- [REQUIREMENT]
Decide whether each statement agrees with the wastewater article below, answering yes or no and quoting the deciding words. (a) Ling's first try with off-the-shelf machine learning succeeded in simulations. (b) Likai Chen is an assistant professor of mathematics and statistics. (c) A sample far from the average is more likely to represent many people.

Researchers have developed a machine learning model that uses the assortment of microbes found in wastewater to tease out how many individual people they represent.
Research from the lab of Fangqiong Ling showed earlier this year that the amount of SARS-CoV-2 in a wastewater system was correlated with the burden of disease—COVID-19—in the region it served.
But before that work could be done, Ling needed to know: How can you figure out the number of individuals represented in a random sample of wastewater?
A chance encounter with a colleague helped Ling, an assistant professor in the department of energy, environmental, and chemical engineering at the McKelvey School of Engineering at Washington University in St. Louis, led to the creation of a method to do just that
Going forward, this method may be able to link other properties in wastewater to individual-level data.
The problem was straightforward: “If you just take one scoop of wastewater, you don’t know how many people you’re measuring,” Ling says. This is counter to the way studies are typically designed.
“Usually when you design your experiment, you design your sample size, you know how many people you’re measuring,” Ling says. Before she could look for a correlation between SARS-CoV-2 and the number of people with COVID, she had to figure out how many people were represented in the water she was testing.
Initially, Ling thought that machine learning might be able to uncover a straightforward relationship between the diversity of microbes and the number of people it represented, but the simulations, done with an “off-the-shelf” machine learning, didn’t pan out.
Then Ling had a chance encounter with Likai Chen, an assistant professor of mathematics and statistics. The two realized they shared an interest in working with novel, complex data. Ling mentioned that she was working on a project that Chen might be able to contribute to.
“She shared the problem with me and I says, that’s indeed something we can do,” Chen says. It happened that Chen was working on a problem that used a technique that Ling also found helpful.
The key to being able to tease out how many individual people were represented in a sample is related to the fact that, the bigger the sample, the more likely it is to resemble the mean, or average. But in reality, individuals tend not to be exactly “average.” Therefore, if a sample looks like an average sample of microbiota, it’s likely to be made up of many people. The farther away from the average, the more likely it is to represent an individual.

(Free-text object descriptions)

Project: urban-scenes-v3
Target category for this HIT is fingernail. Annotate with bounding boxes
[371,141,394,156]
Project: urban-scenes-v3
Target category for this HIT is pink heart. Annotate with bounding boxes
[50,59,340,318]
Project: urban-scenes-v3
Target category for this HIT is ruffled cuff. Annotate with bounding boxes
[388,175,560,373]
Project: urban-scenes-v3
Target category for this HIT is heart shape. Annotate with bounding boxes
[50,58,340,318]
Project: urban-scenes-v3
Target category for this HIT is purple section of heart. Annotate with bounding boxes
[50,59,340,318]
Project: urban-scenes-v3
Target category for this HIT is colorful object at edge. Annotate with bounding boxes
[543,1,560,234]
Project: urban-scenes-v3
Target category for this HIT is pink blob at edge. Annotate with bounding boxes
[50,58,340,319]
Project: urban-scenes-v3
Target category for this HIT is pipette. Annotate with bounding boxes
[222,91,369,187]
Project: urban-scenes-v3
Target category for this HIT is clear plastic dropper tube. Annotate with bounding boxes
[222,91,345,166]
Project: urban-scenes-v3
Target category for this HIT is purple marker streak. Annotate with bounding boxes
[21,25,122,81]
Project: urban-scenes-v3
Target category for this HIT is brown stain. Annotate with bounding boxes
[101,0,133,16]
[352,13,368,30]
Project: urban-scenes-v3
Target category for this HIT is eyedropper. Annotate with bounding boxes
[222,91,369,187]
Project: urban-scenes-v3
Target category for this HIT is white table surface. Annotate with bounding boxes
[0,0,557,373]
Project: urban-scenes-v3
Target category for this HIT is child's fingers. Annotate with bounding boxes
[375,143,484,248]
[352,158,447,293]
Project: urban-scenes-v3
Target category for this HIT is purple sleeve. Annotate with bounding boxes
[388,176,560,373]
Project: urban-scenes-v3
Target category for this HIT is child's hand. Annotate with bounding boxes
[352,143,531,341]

- [ANSWER BOX]
(a) No: "the simulations, done with an “off-the-shelf” machine learning, didn’t pan out."
(b) Yes: "Likai Chen, an assistant professor of mathematics and statistics."
(c) No: "The farther away from the average, the more likely it is to represent an individual."